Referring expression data

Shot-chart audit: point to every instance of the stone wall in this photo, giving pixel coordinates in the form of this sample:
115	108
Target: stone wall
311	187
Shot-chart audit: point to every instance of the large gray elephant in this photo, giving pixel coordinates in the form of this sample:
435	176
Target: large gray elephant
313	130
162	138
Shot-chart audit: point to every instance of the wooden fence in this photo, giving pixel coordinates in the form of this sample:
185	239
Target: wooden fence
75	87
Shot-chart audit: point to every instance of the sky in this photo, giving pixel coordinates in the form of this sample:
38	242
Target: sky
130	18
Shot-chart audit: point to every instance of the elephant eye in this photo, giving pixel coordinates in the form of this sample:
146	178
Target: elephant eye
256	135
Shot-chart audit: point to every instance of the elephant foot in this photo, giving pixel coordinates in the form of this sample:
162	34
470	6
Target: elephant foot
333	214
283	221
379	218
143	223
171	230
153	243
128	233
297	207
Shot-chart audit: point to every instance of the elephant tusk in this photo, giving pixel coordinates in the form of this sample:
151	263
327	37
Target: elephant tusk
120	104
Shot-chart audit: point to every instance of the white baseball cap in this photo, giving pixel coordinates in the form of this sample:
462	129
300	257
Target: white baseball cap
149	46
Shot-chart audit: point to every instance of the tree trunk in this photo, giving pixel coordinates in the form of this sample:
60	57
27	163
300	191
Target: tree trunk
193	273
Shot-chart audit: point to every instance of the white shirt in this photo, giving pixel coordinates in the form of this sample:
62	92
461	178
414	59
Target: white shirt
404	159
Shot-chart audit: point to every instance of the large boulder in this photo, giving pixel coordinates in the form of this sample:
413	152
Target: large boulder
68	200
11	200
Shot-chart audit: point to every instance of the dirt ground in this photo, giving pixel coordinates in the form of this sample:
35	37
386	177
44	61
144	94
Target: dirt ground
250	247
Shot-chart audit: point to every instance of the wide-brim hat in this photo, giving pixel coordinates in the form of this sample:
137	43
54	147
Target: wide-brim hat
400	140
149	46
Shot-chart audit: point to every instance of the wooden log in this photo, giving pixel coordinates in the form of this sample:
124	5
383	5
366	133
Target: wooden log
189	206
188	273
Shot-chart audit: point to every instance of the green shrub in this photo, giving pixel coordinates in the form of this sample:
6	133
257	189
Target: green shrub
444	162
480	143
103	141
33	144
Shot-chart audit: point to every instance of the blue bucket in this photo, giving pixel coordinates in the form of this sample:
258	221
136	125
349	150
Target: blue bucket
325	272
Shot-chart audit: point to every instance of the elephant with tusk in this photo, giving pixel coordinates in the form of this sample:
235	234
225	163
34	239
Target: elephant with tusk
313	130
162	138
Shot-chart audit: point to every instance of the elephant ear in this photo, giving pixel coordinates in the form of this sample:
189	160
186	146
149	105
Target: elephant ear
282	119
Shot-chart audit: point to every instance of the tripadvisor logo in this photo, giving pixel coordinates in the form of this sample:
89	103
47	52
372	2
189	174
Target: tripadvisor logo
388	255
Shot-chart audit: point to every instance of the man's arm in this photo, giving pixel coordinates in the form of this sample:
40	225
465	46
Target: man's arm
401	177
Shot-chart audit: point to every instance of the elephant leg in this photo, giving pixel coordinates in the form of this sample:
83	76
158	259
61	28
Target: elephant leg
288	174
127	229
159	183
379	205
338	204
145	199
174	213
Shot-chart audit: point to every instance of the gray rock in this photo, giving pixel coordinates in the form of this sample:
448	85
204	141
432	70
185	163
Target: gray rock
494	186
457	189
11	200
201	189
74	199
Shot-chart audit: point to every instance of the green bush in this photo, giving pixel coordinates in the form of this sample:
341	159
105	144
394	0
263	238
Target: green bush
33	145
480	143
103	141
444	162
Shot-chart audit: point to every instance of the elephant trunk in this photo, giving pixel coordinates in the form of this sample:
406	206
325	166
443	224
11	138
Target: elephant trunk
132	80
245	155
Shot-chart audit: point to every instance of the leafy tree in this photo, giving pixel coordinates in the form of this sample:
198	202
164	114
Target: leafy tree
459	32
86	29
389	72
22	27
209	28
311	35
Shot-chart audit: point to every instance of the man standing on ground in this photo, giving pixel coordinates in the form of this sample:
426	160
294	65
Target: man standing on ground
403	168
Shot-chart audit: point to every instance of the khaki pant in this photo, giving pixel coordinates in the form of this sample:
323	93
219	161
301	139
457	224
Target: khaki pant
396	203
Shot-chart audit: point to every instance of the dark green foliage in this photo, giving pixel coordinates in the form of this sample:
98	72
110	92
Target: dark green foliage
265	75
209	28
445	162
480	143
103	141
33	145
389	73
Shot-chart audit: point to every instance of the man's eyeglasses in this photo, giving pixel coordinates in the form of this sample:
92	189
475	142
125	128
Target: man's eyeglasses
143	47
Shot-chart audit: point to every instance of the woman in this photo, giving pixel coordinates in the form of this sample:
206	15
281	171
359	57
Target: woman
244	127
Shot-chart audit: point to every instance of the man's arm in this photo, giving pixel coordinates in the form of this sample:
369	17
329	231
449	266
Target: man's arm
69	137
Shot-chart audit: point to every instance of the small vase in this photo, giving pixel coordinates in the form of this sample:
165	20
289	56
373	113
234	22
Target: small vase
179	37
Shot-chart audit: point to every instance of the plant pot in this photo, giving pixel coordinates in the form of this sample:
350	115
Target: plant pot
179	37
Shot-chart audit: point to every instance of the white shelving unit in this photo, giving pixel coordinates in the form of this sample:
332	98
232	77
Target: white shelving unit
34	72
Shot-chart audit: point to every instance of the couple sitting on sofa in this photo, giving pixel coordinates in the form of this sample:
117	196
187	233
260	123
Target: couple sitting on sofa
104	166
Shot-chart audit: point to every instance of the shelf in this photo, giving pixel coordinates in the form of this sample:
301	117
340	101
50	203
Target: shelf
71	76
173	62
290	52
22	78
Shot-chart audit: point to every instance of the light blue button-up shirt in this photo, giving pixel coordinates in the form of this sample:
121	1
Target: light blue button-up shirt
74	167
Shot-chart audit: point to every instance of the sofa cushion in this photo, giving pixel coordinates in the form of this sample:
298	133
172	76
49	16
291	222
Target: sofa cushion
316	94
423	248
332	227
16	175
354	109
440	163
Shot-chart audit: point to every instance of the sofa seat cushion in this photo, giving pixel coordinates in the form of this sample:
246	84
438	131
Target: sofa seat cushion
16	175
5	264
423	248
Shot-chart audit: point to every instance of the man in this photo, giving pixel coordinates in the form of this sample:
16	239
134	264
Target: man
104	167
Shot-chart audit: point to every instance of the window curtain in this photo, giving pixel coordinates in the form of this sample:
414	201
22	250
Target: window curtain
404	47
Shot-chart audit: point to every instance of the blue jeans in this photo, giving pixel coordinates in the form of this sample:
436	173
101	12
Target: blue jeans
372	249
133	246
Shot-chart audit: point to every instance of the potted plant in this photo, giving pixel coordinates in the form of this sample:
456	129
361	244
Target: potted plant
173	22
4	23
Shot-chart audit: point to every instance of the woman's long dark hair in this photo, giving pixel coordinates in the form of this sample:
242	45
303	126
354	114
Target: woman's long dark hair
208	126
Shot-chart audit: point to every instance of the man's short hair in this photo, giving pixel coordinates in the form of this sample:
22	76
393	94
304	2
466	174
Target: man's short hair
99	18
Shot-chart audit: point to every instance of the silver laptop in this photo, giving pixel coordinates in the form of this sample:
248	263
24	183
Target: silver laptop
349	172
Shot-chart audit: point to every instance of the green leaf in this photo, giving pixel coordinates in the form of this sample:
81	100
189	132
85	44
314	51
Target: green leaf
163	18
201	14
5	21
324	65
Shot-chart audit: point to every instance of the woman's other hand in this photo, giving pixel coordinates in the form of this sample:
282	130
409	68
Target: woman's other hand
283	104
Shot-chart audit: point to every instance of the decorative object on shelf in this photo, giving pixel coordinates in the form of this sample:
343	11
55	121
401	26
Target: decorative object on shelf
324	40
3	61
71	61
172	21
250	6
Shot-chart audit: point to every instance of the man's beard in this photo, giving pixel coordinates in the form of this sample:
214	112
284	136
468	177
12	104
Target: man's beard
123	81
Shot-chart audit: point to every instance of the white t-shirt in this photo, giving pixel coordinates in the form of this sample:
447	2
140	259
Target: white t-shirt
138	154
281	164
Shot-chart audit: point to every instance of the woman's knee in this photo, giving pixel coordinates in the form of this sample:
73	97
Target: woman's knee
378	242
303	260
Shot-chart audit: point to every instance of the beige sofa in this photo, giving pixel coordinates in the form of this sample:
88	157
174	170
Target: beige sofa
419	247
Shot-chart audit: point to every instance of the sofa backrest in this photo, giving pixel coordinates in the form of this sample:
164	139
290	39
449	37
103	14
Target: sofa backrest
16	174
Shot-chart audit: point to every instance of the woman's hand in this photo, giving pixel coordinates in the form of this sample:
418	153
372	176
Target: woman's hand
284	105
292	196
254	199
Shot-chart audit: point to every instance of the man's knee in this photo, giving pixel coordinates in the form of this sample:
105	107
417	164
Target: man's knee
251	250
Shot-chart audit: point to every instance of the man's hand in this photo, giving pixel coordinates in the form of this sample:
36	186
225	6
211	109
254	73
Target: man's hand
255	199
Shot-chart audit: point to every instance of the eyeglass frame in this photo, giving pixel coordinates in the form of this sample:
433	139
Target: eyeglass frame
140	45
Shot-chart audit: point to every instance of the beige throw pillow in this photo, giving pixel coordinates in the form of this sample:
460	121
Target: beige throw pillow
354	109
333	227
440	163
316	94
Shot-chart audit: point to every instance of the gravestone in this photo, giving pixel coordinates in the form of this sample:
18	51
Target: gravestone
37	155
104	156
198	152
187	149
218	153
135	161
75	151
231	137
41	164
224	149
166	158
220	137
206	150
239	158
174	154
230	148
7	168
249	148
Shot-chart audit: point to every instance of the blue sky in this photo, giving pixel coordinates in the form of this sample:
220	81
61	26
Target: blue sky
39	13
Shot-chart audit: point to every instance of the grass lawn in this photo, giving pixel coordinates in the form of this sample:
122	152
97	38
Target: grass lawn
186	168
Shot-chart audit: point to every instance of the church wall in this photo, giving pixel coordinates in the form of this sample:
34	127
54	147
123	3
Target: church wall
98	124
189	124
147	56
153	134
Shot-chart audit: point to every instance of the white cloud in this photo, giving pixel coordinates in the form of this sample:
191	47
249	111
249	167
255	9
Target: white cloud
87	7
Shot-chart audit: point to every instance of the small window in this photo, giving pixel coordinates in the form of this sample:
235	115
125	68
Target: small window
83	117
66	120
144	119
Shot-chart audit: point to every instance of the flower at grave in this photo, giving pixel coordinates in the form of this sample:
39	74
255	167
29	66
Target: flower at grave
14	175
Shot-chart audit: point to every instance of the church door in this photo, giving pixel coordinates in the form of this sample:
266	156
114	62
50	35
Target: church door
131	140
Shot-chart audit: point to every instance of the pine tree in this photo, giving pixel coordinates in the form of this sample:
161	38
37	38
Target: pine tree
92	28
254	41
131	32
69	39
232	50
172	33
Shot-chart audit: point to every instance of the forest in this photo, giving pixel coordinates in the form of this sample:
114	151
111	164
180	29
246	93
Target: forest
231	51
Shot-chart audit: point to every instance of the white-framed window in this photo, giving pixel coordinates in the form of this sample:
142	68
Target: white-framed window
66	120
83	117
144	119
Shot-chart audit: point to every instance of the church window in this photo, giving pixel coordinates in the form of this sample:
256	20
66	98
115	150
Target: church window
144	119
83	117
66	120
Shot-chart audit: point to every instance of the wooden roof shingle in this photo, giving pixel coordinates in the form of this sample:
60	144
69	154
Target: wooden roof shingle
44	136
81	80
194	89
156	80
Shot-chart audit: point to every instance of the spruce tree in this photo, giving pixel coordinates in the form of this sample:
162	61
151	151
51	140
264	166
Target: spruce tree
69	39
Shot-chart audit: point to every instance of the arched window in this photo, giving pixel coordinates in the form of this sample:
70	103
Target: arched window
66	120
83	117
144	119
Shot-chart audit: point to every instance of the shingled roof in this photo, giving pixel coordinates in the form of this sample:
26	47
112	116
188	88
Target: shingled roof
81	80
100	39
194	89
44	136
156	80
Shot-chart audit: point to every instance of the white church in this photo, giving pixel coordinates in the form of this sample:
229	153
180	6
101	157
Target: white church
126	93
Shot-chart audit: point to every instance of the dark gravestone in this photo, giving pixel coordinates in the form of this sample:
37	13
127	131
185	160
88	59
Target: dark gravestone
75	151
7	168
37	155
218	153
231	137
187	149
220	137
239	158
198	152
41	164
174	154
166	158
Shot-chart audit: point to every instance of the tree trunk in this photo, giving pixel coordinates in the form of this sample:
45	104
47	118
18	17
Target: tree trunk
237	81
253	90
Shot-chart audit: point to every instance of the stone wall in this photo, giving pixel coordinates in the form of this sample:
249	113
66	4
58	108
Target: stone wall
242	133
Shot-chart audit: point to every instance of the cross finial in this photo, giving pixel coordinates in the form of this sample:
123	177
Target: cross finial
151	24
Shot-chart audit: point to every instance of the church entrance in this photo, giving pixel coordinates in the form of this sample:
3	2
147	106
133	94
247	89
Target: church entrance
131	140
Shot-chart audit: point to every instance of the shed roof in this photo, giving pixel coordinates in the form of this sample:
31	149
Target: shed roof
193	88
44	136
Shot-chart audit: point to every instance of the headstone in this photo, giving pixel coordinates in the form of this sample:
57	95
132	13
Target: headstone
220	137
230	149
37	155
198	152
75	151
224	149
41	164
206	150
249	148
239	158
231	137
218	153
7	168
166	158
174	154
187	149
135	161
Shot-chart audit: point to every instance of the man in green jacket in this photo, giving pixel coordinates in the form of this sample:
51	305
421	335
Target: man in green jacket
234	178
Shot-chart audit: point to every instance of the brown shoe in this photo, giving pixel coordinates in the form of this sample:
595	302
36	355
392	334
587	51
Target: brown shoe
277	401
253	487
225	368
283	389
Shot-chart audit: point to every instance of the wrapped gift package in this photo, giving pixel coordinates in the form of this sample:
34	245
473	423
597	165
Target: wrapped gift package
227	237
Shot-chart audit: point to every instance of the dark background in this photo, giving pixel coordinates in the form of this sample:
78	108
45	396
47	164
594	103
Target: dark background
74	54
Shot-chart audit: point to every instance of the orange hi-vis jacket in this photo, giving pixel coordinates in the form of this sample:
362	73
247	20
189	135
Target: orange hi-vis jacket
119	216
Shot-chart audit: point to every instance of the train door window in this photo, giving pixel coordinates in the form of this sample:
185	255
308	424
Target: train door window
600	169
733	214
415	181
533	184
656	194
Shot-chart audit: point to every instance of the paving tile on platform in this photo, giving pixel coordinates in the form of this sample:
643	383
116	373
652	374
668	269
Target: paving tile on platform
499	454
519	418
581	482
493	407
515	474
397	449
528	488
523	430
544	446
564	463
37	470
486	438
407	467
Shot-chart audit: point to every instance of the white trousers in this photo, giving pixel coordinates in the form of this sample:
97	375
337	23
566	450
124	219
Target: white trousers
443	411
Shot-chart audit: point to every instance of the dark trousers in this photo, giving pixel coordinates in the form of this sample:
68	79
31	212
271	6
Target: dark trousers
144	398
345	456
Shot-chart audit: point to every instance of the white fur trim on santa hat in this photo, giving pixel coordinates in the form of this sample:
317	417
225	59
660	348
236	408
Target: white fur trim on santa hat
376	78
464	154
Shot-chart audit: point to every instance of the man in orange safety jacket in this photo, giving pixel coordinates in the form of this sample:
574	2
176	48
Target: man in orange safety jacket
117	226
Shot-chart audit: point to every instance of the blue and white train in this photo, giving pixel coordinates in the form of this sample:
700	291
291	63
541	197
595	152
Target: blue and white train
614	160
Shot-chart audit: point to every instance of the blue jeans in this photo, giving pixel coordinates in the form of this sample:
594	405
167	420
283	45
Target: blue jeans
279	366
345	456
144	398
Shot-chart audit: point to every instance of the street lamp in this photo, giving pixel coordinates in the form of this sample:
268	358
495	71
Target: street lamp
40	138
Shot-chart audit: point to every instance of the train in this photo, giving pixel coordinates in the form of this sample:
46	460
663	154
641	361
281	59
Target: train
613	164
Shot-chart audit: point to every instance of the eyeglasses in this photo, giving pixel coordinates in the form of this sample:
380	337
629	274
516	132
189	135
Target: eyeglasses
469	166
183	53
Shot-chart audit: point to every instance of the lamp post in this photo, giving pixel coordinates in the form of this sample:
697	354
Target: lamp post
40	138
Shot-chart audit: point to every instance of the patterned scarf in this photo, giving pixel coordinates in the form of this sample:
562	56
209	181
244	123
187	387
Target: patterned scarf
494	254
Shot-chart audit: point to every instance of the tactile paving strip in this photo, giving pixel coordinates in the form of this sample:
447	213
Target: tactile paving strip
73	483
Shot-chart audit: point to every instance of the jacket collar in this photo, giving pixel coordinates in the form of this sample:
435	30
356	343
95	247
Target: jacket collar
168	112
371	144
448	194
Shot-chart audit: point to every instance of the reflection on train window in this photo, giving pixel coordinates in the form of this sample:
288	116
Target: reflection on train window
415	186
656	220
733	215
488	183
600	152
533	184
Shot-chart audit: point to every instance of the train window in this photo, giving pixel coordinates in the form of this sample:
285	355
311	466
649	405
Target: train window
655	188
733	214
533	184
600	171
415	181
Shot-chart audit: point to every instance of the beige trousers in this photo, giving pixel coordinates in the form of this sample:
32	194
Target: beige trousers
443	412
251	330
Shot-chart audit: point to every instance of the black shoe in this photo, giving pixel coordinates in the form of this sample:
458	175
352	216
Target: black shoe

▸ Work request
Find every line above that contains the word "black", and return each one.

▸ Result
Shot-chart audit: point to every instance of the black shoe in this photo, giving pixel coordinates in the form of this sample:
Target: black shoe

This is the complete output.